>> start RECORDS FOR PROCESSING

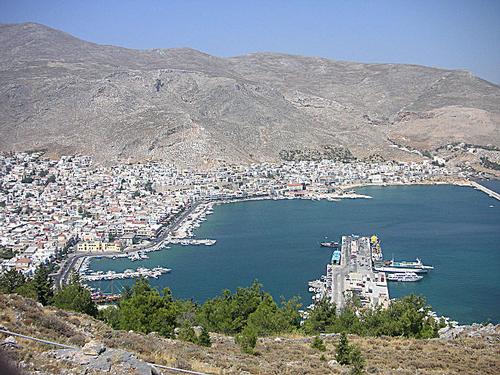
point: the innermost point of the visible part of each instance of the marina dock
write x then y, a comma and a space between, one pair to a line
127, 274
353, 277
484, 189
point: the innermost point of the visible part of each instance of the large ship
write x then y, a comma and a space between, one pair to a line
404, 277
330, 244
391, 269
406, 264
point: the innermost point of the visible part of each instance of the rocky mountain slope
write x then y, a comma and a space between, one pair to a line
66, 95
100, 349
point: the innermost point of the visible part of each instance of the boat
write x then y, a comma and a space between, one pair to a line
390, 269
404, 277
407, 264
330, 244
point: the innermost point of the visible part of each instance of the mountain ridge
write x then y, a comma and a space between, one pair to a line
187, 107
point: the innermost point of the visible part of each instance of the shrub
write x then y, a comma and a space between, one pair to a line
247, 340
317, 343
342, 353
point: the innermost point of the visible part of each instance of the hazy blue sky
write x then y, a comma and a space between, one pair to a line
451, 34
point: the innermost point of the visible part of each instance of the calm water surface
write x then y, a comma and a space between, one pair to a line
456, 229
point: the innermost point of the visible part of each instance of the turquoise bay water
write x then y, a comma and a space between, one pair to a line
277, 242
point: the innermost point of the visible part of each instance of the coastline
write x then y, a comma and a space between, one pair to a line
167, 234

>> end RECORDS FOR PROCESSING
>> start RECORDS FOR PROCESSING

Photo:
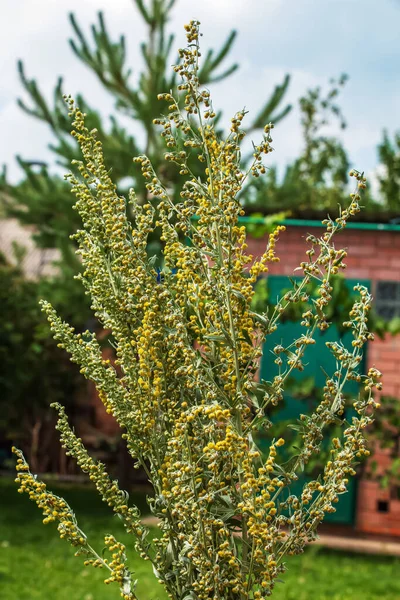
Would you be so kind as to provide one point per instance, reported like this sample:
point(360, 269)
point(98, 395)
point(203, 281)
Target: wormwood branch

>> end RECORDS FOR PROCESSING

◆ WORK REQUIRED:
Pick out every line in the entries above that contains the word "mountain" and copy each of those lines.

◆ ANSWER IN FULL:
point: the innermost point of the visible part of each instance of the rocky mountain slope
point: the innermost point of the visible part of each instance of the mountain ridge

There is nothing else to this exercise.